• Task details
Revise the stretch from "Coach described the" through "bold, creative experiment." in the passage on rejection, changing "method" to "strategy".

• Supplied passage
──────
When faced with rejection, view it as an opportunity for you to implement innovative approaches, not a source of discouragement. The first step is to eliminate the fear of failure. Coach Wooden had two key ideas on this topic:
"The people who don’t make mistakes are the people who don't do anything."
"All change may not be progress, but all progress is the result of change."
Coach described the importance of trying different approaches this way:
"Realizing that the road to their achievement could be difficult and certain adversity may force you to change the method of attack, you may have to go around, under, over, backup and look the situation over. Try a different method. But you must not quit."
In his book, "Rejection Proof", ( ), Jia Jung talks about responding to rejection with innovation:
"Blinded by their own expectations and emotions, rejectees often fail to take advantage of the feedback given by a rejector. The key is to withdraw yourself from the emotion as much as you can and approach your next request more like a bold, creative experiment.
──────
• Dataset extract
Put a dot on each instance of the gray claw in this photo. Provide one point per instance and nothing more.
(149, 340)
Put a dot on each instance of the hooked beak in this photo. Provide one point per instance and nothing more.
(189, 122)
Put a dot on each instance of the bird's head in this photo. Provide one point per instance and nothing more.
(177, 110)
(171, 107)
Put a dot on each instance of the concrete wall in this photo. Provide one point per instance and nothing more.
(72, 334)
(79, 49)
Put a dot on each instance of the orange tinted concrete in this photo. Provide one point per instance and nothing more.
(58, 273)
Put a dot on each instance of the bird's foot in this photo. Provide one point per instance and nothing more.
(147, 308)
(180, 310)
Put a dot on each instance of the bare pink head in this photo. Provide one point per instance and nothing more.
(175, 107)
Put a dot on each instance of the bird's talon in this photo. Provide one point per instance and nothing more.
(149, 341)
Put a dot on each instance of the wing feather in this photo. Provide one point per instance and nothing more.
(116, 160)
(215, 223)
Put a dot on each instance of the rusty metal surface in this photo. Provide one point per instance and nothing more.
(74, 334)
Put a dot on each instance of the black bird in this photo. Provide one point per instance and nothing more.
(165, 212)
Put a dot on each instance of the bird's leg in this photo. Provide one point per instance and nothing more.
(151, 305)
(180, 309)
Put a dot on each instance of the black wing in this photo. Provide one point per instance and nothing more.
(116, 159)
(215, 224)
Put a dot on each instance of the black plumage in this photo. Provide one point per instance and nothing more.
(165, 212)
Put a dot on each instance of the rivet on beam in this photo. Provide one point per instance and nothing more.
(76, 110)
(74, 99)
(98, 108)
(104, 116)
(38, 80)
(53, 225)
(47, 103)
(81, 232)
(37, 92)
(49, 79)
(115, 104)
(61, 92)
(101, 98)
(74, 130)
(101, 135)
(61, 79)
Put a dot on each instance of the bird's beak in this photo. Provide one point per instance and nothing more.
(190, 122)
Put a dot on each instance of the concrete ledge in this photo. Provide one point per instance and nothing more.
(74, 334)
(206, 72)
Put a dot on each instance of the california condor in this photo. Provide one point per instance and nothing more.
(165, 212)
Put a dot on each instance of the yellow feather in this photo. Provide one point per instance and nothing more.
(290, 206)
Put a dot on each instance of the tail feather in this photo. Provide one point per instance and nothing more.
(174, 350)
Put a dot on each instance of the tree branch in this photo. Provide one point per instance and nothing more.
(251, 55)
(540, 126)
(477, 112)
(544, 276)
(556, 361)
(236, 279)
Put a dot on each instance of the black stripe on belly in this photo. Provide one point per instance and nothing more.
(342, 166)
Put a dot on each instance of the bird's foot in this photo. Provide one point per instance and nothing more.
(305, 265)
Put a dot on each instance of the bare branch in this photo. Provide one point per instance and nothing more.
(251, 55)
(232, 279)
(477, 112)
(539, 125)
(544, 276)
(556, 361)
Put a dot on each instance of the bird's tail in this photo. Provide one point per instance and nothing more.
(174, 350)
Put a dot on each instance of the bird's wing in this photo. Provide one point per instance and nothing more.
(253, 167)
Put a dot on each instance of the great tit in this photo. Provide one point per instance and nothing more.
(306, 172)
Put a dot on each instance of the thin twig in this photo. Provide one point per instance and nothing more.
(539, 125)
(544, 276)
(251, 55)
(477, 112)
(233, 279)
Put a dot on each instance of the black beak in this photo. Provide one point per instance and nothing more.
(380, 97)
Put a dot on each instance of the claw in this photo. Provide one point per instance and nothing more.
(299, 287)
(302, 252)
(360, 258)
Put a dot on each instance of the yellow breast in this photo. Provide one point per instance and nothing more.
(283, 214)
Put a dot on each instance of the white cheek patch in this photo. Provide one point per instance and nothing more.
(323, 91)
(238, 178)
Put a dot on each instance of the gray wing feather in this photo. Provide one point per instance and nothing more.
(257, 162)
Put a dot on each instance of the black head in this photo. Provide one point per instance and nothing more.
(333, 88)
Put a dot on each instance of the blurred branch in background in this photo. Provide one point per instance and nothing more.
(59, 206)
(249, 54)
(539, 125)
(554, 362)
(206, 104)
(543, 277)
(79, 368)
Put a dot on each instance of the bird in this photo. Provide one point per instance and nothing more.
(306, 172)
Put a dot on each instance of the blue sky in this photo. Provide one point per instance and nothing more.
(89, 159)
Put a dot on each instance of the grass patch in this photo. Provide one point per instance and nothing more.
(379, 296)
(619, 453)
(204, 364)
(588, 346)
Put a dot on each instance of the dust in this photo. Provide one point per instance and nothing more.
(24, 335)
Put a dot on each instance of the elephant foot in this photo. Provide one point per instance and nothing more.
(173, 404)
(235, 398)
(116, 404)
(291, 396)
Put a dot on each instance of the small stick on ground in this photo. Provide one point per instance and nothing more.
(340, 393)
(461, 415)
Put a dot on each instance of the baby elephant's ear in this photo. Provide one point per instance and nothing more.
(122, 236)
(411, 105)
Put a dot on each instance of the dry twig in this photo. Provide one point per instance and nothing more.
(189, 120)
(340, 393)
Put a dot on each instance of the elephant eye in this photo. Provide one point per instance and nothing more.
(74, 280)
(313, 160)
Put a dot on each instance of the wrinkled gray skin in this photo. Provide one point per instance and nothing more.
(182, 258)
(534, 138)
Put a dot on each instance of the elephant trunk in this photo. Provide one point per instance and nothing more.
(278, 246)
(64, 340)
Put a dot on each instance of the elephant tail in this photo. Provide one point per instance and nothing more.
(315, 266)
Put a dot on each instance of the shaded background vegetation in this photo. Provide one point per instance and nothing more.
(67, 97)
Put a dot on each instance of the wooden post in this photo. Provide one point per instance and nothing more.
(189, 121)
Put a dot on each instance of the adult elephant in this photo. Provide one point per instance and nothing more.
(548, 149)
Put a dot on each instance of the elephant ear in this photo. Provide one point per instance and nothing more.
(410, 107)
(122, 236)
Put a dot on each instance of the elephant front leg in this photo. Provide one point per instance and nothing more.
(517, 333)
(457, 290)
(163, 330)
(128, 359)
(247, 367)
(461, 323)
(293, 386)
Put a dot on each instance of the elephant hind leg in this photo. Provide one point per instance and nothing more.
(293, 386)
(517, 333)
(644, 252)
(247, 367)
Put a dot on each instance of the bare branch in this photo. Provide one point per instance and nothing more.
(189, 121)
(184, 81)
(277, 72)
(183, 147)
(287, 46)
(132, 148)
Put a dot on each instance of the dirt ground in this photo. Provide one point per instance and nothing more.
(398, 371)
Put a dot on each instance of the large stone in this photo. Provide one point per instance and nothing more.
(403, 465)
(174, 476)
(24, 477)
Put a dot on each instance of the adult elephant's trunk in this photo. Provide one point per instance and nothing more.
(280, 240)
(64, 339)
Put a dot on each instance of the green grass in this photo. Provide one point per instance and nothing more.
──────
• Solution to this task
Coach described the importance of trying different approaches this way:
"Realizing that the road to their achievement could be difficult and certain adversity may force you to change the strategy of attack, you may have to go around, under, over, backup and look the situation over. Try a different strategy. But you must not quit."
In his book, "Rejection Proof", ( ), Jia Jung talks about responding to rejection with innovation:
"Blinded by their own expectations and emotions, rejectees often fail to take advantage of the feedback given by a rejector. The key is to withdraw yourself from the emotion as much as you can and approach your next request more like a bold, creative experiment.